[Excerpts from a detection dataset]
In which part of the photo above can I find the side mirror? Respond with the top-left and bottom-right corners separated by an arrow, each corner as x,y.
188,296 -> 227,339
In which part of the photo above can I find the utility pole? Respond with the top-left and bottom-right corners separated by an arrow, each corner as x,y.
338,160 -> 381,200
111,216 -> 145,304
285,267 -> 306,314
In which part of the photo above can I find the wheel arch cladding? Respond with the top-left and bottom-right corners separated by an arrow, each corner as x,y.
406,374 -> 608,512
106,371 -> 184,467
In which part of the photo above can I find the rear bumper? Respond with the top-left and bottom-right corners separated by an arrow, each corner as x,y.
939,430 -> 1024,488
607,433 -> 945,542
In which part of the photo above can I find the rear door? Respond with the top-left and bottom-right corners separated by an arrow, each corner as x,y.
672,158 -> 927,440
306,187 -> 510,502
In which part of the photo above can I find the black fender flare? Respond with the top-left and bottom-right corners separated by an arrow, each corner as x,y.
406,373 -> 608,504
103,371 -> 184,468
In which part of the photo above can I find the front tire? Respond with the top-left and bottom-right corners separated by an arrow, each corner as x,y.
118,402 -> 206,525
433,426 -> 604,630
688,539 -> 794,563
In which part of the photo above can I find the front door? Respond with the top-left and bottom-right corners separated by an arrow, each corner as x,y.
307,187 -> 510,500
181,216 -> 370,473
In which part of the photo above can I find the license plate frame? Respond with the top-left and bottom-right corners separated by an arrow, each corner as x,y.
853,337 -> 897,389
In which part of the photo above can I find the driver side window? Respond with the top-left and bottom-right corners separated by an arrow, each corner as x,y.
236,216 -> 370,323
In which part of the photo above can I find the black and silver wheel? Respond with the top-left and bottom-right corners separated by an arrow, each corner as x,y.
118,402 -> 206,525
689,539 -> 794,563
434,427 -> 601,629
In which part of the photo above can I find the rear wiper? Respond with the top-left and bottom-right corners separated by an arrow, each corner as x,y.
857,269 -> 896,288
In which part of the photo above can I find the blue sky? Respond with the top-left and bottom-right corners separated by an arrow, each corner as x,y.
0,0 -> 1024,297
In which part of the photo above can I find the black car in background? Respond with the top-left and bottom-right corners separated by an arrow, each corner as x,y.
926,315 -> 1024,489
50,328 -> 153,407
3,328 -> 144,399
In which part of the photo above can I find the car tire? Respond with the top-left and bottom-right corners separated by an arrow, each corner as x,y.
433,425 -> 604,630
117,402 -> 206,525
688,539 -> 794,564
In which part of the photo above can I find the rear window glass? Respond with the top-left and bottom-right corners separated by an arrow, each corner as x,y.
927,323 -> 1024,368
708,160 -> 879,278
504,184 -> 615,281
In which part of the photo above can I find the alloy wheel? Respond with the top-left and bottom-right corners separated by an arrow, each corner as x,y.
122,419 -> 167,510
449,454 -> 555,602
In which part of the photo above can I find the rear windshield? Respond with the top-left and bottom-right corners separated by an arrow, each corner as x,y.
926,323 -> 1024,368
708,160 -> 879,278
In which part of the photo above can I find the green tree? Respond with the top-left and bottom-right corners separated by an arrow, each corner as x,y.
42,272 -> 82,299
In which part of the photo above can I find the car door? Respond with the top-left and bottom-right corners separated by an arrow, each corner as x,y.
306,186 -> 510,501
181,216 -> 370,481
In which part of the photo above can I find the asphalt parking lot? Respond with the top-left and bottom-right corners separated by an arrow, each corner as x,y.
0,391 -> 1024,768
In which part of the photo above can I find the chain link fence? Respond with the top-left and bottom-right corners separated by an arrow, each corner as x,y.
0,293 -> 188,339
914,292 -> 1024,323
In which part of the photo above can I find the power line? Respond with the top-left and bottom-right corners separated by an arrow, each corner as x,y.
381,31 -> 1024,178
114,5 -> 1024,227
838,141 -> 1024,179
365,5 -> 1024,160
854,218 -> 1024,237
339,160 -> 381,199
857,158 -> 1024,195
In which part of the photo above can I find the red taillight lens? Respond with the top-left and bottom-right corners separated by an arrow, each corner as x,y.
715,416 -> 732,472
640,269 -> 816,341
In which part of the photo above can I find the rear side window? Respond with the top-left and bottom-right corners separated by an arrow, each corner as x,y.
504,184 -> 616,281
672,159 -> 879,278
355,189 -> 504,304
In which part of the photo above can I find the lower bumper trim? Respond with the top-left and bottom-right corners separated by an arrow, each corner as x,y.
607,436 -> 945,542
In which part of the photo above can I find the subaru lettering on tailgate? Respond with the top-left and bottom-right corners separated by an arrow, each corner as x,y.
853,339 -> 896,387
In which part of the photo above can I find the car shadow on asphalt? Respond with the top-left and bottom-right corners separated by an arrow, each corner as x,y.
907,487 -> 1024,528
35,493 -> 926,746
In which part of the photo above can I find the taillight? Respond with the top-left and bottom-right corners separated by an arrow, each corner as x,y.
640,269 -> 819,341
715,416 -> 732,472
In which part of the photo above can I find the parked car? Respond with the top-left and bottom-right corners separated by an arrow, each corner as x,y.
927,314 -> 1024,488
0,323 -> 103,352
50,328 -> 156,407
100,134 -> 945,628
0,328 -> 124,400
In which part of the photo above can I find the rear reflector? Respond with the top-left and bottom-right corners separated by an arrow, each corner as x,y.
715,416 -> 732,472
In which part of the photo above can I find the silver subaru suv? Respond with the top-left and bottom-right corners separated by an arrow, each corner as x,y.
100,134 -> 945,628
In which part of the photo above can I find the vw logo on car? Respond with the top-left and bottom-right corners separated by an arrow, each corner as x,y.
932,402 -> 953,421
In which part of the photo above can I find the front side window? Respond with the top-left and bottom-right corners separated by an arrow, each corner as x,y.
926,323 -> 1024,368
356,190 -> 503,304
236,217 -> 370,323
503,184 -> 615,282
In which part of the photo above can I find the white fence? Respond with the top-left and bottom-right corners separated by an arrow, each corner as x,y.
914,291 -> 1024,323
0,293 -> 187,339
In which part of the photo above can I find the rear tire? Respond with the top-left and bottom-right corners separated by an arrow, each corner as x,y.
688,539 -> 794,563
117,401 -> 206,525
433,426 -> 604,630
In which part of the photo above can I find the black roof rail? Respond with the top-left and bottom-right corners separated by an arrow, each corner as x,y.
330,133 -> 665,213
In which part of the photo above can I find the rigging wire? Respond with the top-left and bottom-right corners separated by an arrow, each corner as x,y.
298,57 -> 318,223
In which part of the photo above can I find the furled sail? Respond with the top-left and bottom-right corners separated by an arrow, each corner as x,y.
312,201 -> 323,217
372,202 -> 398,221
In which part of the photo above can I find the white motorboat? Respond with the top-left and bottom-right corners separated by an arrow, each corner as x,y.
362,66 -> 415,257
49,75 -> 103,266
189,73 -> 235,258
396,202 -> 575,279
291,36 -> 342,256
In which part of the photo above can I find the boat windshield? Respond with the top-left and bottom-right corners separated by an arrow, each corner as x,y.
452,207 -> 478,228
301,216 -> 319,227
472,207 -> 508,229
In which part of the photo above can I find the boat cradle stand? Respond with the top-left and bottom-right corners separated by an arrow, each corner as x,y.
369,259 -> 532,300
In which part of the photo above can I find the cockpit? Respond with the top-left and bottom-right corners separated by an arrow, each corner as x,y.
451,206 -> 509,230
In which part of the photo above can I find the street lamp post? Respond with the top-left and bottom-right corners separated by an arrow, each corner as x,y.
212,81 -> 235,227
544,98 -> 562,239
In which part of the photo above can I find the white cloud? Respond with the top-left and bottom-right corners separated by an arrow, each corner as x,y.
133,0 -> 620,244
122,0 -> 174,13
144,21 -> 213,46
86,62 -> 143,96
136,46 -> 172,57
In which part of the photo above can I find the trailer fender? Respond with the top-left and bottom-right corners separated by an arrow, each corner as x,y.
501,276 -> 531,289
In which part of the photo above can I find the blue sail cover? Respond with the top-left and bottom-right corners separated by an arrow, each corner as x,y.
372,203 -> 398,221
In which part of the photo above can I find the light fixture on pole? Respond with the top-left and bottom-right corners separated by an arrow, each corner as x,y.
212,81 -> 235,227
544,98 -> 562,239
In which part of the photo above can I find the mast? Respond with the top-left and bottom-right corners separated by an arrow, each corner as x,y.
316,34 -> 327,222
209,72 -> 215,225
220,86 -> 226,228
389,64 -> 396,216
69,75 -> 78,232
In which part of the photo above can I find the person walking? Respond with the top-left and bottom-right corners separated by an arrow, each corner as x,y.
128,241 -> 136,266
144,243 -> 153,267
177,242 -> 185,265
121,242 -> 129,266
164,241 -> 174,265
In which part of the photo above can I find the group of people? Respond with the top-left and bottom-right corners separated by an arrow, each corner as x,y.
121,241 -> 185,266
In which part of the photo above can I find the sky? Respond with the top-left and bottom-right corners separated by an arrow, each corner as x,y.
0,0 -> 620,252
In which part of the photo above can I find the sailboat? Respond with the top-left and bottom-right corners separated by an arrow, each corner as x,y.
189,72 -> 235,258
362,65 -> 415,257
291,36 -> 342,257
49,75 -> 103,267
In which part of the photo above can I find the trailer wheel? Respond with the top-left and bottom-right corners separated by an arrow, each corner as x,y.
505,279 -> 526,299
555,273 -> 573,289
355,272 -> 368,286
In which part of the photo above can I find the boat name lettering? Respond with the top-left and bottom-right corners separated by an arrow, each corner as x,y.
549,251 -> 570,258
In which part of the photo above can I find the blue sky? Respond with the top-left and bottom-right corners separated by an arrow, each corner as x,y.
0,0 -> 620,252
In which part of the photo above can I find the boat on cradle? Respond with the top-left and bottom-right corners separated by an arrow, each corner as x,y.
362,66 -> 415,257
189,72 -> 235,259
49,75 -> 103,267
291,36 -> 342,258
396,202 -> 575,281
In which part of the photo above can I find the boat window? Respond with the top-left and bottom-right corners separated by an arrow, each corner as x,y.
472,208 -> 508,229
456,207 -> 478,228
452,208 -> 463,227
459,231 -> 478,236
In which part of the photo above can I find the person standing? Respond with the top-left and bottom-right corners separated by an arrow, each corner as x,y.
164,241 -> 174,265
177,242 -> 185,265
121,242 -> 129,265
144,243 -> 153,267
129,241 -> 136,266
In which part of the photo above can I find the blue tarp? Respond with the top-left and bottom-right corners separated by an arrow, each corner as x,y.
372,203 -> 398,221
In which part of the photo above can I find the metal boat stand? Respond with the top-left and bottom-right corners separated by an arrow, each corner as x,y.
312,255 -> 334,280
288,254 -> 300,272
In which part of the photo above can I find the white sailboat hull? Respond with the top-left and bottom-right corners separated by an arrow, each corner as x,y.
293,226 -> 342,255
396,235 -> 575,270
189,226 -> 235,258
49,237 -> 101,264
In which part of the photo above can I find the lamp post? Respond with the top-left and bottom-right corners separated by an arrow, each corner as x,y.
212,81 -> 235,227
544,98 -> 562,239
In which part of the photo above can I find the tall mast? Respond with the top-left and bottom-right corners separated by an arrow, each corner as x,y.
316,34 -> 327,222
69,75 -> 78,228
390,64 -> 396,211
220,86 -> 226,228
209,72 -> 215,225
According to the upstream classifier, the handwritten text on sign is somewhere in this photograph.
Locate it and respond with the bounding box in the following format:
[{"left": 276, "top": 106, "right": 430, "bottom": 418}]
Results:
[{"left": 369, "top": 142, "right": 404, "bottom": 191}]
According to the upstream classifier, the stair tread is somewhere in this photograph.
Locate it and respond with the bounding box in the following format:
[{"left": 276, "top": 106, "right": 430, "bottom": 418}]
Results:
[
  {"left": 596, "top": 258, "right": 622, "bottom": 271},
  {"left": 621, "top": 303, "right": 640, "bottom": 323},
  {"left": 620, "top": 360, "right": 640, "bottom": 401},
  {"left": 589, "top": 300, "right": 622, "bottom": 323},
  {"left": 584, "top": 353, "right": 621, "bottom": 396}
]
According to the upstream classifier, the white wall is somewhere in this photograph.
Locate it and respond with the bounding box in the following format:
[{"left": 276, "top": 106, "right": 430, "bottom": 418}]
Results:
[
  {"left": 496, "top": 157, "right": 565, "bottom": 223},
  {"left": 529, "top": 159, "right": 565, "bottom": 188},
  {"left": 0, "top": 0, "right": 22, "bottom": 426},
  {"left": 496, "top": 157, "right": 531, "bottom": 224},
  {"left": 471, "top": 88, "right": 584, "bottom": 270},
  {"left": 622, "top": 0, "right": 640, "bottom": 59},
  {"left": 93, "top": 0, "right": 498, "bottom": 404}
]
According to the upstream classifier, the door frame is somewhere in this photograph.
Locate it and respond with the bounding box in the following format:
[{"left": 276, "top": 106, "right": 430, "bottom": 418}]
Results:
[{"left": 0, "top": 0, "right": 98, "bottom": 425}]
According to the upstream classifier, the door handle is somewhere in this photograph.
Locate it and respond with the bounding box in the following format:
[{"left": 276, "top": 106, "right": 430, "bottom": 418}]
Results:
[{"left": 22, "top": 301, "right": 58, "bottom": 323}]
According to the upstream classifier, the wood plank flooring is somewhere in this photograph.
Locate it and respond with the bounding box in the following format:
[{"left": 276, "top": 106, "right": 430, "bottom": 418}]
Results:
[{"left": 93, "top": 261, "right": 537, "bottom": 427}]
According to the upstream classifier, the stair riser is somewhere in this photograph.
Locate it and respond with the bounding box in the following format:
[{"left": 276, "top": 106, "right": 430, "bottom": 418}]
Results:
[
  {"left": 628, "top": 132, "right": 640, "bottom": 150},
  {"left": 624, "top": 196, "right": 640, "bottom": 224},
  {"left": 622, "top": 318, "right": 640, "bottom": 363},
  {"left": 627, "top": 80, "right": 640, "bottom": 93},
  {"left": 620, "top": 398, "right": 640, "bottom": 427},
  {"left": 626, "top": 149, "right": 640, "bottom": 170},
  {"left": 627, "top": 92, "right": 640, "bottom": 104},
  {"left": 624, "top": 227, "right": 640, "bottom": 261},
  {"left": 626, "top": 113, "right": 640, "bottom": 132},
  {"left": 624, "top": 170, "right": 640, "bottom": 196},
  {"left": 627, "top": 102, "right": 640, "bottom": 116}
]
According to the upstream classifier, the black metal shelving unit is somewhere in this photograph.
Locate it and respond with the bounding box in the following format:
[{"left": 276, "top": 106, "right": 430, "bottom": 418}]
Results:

(WHAT THE TASK ASKS):
Can you turn the data from the line with "the black fender" to the line with "853,337 -> 897,389", both ends included, into a numbered list with any blank lines left out?

(COMPLETE RESPONSE):
1. In which part of the photo above can I find the black fender flare? Respond with the top-left and bottom-right corners separated by an arrow, each corner as x,y.
2. 406,373 -> 608,504
3. 103,371 -> 184,468
4. In which part of the photo above can I find the front tire? Respond with the top-left and bottom-right corners separated by an arrow, each corner as x,y.
5. 118,402 -> 206,525
6. 433,426 -> 604,630
7. 688,539 -> 794,563
8. In which part of the photo above can I find the front door? Respond with the top-left and bottom-right corners separated by an arrow, each corner as x,y.
9. 307,187 -> 510,500
10. 181,216 -> 370,473
11. In which part of the photo above can I find the license plate frame? Respond with the top-left and bottom-right corners separated by an arrow, each corner as x,y.
12. 853,337 -> 897,389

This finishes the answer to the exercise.